The European Commission is in the process of evaluating the European Union policy on animal welfare, taking account of socio-economic and trade issues. The overall aim is to improve the welfare of animals. To this end, the Commission requested EFSA to give an independent view on animal-based measures for the assessment of welfare in cattle, pigs and poultry. Before starting this work for beef cattle and calves, the Commission requested an update of scientific evidence relating to the welfare of cattle kept for beef production and calves in intensive farming systems; in particular, to consider the extent to which the conclusions and recommendations of two previous Scientific Opinions were still valid. These Opinions were the “Welfare of cattle kept for beef production” (SCAHAW, 2001) and “The risks of poor welfare in intensive calf farming systems” (EFSA, 2006).

The SCAHAW (2001) Opinion “The Welfare of Cattle kept for Beef Production” differed from EFSA Opinions, in that it did not include a formal animal welfare risk assessment. Over half the Opinion was a description of production systems, housing design and natural behaviour of cattle. Effects of housing, management and the environment on behaviour and some aspects of welfare were reviewed in detail. However, many factors with impact on welfare, such as breeding and genetics, feeding and feeding disorders, interactions between management, infectious disease and cattle welfare were reviewed only briefly or not at all. Where the SCAHAW (2001) Opinion was comprehensive (e.g. behaviour, mutilations), this current Opinion reviews only new evidence and only amends the conclusions and recommendations justified by this new evidence. Where the SCAHAW (2001) Opinion contains little or no evidence, it has been necessary to include references that precede 2001, and present new conclusions and recommendations. In this Opinion all systems for rearing cattle for beef production have been considered, ranging from intensive systems, where the animals are housed throughout life, to semi-extensive systems, in which animals are finished at pasture. The welfare of suckler cows and breeding bulls was not considered by SCAHAW (2001) and, to comply with the scope of the mandate, it is not considered here either. However, it is recommended that it be considered in a future mandate.

━━━━━━━━━━━━━━━━

#### [Questions]
1 > In the passage on cattle welfare, whose welfare is left out of both the SCAHAW (2001) Opinion and the current Opinion?
2 > According to the passage on cattle welfare, which animals did the Commission ask EFSA to cover in its view on animal-based measures for welfare assessment? List every one.

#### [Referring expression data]
━━━━━━━━━━━━━━━━

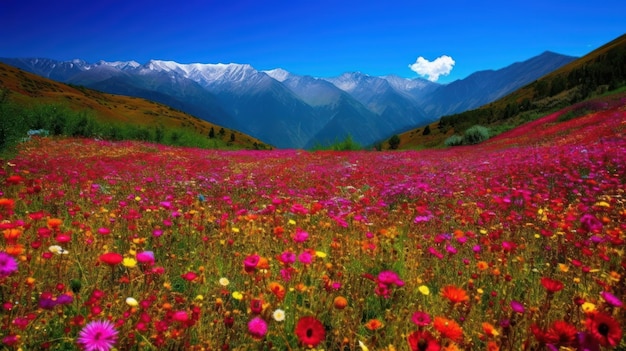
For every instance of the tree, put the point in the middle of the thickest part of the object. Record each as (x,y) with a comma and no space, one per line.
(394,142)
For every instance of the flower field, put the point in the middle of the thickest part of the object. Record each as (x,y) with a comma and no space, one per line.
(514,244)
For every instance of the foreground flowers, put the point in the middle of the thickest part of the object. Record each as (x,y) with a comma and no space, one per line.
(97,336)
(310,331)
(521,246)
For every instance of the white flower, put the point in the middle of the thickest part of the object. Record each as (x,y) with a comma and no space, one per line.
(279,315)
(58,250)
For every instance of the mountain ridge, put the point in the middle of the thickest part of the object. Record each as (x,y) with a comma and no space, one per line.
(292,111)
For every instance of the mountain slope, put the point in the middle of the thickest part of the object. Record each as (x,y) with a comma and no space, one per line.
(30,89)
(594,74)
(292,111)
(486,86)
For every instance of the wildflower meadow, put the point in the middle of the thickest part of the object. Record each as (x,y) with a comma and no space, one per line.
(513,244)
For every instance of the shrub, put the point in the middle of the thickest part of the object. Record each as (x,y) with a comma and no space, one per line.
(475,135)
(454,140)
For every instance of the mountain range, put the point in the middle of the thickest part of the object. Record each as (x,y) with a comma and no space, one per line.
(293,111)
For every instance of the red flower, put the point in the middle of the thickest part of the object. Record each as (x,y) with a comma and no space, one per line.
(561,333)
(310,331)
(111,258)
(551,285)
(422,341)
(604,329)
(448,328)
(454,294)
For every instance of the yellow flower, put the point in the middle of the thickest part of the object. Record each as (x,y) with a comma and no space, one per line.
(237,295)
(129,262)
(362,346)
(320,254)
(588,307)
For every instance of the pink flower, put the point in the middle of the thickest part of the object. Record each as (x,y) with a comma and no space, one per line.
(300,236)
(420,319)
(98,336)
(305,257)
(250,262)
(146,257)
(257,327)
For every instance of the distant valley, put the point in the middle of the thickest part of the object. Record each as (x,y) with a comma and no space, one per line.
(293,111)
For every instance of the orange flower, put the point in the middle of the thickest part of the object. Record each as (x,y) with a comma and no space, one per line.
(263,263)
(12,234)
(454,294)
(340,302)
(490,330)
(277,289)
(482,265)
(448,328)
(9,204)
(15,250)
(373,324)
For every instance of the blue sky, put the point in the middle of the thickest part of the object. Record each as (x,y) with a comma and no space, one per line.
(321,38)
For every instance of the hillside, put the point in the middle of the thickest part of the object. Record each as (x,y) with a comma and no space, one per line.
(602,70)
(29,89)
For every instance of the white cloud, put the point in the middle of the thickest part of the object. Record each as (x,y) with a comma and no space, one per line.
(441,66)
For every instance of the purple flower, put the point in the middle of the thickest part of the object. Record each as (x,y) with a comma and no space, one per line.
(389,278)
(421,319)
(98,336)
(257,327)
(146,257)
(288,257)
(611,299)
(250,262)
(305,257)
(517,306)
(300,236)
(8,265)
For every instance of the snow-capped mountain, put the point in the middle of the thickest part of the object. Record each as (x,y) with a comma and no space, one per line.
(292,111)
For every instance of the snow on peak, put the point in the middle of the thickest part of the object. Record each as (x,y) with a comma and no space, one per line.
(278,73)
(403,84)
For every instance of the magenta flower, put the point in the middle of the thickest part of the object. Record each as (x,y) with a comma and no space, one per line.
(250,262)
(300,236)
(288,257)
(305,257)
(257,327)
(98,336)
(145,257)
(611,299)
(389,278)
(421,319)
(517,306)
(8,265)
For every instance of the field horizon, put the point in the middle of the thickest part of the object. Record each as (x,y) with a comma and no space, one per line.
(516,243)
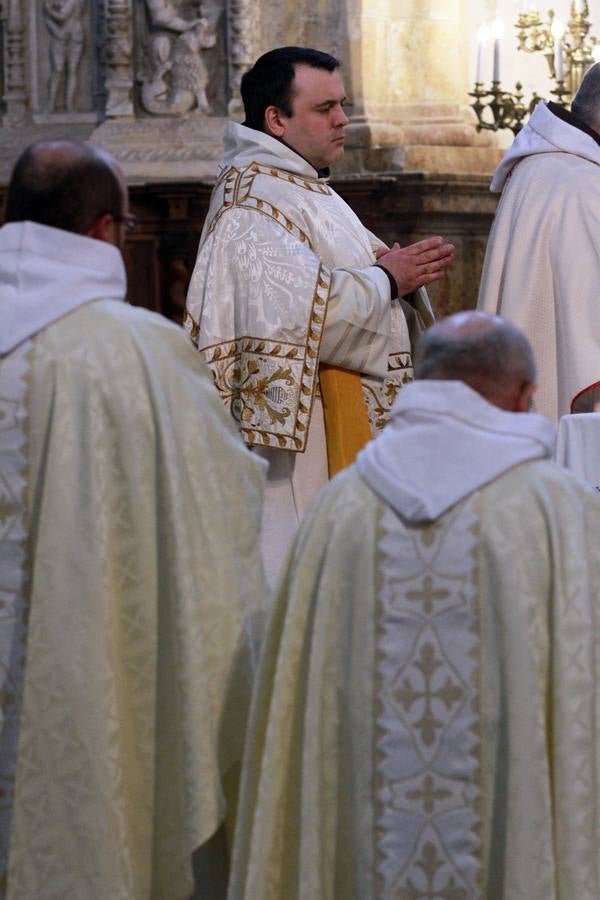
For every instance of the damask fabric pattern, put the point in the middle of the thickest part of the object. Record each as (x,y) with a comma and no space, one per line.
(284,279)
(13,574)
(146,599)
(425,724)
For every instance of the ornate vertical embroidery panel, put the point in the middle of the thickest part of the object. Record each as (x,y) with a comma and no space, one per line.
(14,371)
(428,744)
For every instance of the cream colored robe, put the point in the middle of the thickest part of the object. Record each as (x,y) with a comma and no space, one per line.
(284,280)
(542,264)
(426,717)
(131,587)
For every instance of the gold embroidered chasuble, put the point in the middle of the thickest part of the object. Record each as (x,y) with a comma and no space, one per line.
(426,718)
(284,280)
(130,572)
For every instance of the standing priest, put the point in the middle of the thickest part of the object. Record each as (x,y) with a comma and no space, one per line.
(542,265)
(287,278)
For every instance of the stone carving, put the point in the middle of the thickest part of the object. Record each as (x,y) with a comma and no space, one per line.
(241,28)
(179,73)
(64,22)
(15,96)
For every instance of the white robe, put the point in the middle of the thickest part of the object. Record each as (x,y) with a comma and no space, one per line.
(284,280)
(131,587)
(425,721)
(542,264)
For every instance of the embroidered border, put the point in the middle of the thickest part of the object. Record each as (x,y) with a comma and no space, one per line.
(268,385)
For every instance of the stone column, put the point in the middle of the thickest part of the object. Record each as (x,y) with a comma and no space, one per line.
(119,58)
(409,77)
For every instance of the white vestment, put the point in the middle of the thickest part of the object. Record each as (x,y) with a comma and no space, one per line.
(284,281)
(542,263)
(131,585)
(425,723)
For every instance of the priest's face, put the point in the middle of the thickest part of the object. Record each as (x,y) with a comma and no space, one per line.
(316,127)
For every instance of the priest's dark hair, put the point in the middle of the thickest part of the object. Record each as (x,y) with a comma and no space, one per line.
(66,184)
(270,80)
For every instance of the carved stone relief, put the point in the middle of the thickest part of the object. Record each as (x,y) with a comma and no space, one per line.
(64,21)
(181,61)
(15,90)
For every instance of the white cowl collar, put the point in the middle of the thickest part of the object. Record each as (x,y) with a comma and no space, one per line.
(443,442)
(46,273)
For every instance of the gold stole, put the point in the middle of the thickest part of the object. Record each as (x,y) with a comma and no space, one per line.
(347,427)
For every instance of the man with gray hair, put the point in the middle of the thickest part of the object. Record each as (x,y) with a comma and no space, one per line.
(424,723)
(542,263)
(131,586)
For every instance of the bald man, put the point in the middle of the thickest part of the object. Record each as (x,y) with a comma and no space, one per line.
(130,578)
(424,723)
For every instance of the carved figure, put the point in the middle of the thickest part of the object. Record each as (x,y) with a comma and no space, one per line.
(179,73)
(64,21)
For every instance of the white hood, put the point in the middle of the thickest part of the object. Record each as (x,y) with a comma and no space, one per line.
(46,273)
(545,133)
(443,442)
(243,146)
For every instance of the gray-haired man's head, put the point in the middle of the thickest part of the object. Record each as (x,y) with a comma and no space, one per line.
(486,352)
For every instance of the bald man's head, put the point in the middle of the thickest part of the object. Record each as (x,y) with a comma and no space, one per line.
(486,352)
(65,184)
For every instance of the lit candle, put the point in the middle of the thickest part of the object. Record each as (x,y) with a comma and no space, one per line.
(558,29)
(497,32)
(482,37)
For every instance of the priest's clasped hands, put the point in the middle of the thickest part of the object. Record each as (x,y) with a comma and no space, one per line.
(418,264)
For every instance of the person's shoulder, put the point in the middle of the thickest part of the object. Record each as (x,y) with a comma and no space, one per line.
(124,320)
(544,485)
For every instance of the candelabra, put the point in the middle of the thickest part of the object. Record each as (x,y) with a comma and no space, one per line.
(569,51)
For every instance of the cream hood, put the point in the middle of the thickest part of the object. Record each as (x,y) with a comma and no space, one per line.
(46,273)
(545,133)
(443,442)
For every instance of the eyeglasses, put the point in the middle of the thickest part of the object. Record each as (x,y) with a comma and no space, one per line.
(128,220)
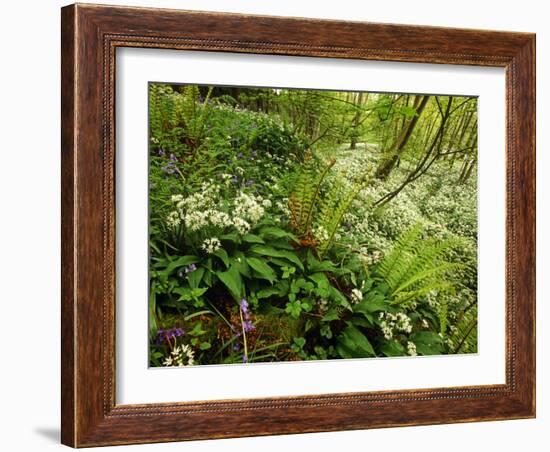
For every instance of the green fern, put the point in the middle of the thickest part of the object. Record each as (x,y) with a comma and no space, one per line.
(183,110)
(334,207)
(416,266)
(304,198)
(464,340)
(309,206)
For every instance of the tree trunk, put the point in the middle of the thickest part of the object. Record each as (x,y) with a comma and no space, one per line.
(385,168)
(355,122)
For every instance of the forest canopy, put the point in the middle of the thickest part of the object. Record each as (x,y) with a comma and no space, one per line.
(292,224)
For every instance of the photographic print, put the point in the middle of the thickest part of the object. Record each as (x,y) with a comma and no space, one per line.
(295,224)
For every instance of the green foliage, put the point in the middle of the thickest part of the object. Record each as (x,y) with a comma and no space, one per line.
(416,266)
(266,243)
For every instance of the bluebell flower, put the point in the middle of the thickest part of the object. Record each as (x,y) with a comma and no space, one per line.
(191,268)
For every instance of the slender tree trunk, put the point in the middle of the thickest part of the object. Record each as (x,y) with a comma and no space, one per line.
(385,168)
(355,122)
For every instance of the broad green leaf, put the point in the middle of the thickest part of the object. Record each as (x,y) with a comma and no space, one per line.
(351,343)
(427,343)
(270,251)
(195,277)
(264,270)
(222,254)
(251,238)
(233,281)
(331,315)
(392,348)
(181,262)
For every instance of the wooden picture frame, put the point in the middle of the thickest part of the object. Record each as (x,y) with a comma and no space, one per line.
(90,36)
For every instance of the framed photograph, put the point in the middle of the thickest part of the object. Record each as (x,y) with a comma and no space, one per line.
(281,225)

━━━━━━━━━━━━━━━━

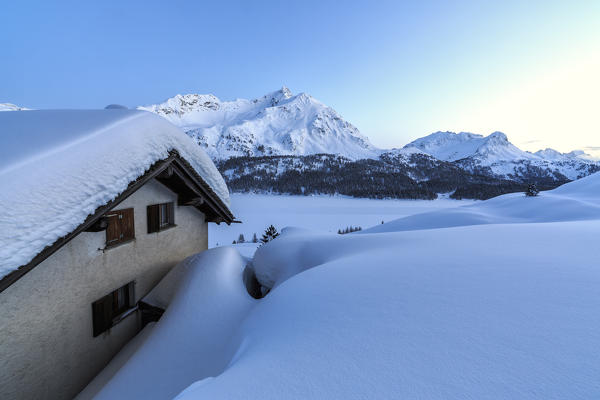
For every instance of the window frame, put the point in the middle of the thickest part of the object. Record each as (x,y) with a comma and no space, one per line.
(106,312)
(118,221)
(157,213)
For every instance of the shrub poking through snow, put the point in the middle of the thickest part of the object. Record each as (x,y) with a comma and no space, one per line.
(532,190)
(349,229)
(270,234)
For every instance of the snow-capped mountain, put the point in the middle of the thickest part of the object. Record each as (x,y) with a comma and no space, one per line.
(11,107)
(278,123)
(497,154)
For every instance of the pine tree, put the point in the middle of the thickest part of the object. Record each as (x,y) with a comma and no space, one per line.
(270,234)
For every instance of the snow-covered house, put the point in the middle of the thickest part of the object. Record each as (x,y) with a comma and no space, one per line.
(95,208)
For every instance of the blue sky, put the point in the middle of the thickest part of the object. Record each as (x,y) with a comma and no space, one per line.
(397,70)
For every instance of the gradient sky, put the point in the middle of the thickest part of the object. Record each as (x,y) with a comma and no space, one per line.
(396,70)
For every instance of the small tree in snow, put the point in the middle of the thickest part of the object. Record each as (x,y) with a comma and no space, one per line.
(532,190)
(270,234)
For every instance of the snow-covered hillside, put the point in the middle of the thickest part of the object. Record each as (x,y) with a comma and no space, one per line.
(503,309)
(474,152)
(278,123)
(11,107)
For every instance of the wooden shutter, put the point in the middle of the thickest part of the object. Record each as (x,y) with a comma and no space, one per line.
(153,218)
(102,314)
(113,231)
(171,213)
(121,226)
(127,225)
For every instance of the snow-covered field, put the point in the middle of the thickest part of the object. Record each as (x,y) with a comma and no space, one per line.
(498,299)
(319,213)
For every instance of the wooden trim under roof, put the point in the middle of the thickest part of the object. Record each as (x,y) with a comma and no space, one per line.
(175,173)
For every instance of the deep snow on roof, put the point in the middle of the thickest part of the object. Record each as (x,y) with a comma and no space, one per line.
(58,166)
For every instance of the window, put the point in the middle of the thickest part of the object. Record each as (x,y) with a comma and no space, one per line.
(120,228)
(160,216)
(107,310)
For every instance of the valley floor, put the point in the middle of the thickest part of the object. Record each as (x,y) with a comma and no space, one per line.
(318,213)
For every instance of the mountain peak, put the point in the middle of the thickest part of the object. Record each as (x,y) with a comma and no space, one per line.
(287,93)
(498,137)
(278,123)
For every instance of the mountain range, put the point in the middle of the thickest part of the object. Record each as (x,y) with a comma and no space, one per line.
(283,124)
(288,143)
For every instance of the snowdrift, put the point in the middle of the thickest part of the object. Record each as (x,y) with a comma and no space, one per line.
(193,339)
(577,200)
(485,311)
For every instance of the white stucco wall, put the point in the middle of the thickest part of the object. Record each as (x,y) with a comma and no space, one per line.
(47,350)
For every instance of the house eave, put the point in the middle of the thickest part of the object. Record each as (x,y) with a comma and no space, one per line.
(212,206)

━━━━━━━━━━━━━━━━

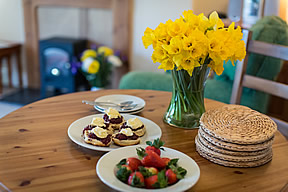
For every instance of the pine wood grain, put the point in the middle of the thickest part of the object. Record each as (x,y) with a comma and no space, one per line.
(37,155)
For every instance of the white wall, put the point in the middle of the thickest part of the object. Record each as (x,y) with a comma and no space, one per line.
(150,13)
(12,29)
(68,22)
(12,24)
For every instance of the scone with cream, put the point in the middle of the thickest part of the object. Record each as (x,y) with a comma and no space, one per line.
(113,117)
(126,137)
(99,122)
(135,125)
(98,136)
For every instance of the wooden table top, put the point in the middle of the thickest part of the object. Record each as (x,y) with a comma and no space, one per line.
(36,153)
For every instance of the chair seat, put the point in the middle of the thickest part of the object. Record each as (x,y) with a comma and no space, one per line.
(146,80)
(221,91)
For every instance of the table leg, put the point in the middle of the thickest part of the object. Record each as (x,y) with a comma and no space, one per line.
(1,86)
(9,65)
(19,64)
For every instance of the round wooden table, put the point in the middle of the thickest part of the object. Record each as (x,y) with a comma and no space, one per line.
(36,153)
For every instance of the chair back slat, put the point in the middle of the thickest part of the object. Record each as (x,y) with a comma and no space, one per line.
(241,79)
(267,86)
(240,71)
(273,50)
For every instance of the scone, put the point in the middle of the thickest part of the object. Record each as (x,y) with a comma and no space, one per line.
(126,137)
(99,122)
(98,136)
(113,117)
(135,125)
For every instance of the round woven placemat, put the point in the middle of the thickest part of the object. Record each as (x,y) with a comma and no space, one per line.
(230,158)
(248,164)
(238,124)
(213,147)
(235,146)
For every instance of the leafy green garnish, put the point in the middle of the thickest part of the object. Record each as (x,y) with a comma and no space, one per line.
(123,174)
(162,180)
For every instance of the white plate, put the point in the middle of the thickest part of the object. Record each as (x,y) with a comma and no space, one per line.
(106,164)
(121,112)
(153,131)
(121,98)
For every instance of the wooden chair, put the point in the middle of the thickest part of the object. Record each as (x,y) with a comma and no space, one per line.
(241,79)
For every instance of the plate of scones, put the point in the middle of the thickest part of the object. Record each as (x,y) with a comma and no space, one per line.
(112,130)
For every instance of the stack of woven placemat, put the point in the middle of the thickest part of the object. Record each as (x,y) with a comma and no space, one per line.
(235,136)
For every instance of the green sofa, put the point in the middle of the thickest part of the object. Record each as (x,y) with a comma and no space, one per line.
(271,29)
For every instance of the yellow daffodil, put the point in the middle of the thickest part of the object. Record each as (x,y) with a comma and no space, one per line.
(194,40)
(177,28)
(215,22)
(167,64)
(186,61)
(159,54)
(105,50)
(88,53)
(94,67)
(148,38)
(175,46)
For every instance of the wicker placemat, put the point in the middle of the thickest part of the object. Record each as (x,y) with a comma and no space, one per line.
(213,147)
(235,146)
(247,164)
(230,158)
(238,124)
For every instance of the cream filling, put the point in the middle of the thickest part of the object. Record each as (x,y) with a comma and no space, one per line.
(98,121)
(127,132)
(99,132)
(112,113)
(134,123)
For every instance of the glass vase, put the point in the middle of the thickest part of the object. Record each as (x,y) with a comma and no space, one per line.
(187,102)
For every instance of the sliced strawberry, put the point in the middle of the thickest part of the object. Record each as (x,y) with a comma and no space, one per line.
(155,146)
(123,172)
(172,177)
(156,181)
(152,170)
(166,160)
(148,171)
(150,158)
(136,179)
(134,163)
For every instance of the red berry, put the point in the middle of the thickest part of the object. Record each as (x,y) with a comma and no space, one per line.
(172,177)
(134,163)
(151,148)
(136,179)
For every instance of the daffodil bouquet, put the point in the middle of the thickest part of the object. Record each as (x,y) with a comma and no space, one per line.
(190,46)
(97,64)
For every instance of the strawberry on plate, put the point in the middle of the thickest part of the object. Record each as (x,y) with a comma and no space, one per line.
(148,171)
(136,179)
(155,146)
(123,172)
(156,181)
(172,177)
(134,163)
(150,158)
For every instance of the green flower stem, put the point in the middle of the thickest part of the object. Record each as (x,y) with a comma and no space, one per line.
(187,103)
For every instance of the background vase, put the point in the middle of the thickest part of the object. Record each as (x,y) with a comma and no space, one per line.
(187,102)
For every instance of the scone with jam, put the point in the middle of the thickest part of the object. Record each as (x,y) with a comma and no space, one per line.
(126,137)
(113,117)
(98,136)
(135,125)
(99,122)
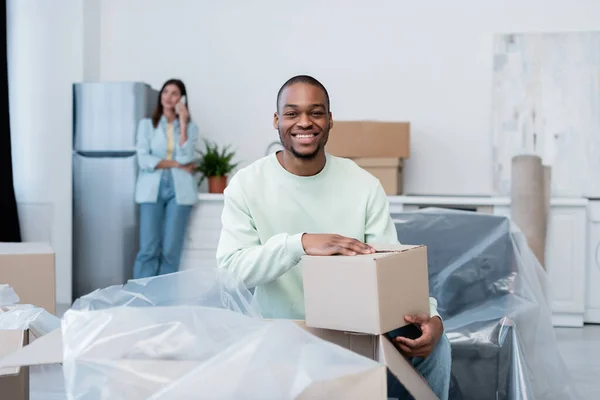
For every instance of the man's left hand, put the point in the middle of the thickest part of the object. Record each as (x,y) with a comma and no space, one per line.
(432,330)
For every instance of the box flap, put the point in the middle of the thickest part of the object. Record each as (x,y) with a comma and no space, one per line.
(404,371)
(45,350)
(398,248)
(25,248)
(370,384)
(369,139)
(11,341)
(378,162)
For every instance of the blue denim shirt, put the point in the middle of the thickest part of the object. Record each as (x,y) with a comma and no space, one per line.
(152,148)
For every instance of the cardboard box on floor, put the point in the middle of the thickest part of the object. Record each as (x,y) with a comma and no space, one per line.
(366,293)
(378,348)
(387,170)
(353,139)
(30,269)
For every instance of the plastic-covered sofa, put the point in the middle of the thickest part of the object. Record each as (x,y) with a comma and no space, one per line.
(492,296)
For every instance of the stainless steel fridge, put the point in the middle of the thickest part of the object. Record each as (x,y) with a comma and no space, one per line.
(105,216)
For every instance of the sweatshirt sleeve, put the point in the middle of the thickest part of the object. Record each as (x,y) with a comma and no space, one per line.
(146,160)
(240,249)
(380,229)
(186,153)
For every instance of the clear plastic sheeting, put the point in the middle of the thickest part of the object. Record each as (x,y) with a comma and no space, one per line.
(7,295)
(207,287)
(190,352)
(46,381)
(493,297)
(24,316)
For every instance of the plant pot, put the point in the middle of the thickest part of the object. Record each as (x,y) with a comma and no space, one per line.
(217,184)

━━━━━━━━━━━━━━━━

#### [Replies]
1 > The welfare of suckler cows and breeding bulls.

2 > Cattle, pigs and poultry.